## What to do
1. Duplicate the passage of the Mirasol Resources article from "On Aug. 7, Mirasol" to "contained oz. gold.".
2. According to the Mirasol Resources article, how many metres of diamond drilling has Coeur completed at the Joaquin property?
3. Write the next part of the Mirasol Resources article, picking up after its final sentence.

## Supplied text

· · · · · · ·

Argentina-focused silver-gold explorer Mirasol Resources (MRZ-V) has a budding joint-venture with U.S.-based producer Coeur d’Alene Mines (CDM-T, CDE-N) at the Joaquin silver-gold property in Argentinas Santa Cruz province, 80 km north of Coeurs Martha silver mine. And with a portfolio of promising earlier-stage projects, it looks like Mirasol may be on its way to multiplying that success through regional expertise and a strong exploration model.

Coeur holds a 51% interest at Joaquin, and has completed 23,000 metres of diamond drilling at the property. According to Mirasol president and CEO Mary Little, Coeur has indicated its intent to take the project through the feasibility stage, which would result in the silver producer earning a 61% stake.

On Aug. 7, Mirasol updated the resource at Joaquins La Negra and La Morocha deposits, which totals 13.7 million measured and indicated tonnes grading 90.1 grams silver per tonne and 0.1 gram gold, for 90.1 million contained oz. silver and 42,600 contained oz. gold.

· · · · · · ·

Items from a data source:
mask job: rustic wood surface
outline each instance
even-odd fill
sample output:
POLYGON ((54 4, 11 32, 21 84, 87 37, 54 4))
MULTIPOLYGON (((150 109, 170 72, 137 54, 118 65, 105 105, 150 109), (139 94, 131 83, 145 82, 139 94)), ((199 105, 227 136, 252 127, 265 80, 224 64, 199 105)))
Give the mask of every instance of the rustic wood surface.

· · · · · · ·

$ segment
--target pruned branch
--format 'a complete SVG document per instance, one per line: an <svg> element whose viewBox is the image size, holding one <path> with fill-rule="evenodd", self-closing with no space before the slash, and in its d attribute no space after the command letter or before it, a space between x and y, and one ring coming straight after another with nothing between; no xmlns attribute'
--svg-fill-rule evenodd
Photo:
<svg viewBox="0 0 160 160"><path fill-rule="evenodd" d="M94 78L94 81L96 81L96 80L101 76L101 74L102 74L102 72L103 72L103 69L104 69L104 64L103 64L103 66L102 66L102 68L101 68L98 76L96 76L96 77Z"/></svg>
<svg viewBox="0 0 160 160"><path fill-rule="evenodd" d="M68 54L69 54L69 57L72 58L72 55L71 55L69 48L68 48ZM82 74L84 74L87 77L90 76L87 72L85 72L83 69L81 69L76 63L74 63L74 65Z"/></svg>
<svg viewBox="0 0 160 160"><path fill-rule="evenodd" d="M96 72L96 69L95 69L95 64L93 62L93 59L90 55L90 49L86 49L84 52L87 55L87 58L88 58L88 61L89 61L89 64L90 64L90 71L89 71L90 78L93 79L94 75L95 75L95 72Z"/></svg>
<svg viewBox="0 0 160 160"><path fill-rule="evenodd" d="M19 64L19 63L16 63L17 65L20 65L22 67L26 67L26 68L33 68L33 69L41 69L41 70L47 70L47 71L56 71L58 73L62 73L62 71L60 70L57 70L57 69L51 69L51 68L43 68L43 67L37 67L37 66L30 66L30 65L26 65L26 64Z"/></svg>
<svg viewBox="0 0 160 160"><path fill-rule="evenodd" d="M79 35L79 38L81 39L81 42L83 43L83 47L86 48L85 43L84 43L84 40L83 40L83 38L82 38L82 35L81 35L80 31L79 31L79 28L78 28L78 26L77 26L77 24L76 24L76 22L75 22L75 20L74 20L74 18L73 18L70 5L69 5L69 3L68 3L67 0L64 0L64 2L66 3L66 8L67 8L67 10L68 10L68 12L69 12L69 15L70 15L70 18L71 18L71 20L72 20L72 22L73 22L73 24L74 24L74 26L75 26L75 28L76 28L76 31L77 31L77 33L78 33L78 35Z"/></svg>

· · · · · · ·

## Outputs in order
1.
On Aug. 7, Mirasol updated the resource at Joaquins La Negra and La Morocha deposits, which totals 13.7 million measured and indicated tonnes grading 90.1 grams silver per tonne and 0.1 gram gold, for 90.1 million contained oz. silver and 42,600 contained oz. gold.

2. 23,000 metres

3.
Little explains during a phone interview that the program moved more than half of Joaquin's resource into the measured and indicated categories, which will allow Coeur to use those ounces in its feasibility study. Roughly 44 holes from the program missed the cut-off date and were not included in the resource estimate."

La Negra is the larger of the two at the moment, but the additional ounces and higher grades included in the infill drilling at La Morocha will be a great addition," Little comments, referring to drilling not included in the latest resource calculation. "La Negra is a low-sulphide system overall with great geometries for an open pit. The La Morocha deposit is an inclined shoot that also has great geometry for an open pit. Joaquin is one of maybe a half-dozen silver-dominant deposits in the world that can be taken by open pit."

Mirasol is hoping for a second home run with its wholly owned Espejo silver-gold project, 145 km northwest of San Julian, Argentina. On Oct. 4, the company finalized an exploration option agreement for Espejo with Vancouver’s Pan American Silver (PAA-T, PAAS-Q).

Under the agreement Pan American can earn a 51% interest in the property by spending US$4 million on exploration over four years. Pan American can bump that to 61% by taking the project to feasibility.

Mirasol used its proprietary targeting process to identify a number of low-sulphidation epithermal precious-metal targets similar to known mineralization at Pan American’s nearby Manantial Espejo mine, which produced 880,000 oz. silver at cash costs of US$15.46 per oz. during the second quarter.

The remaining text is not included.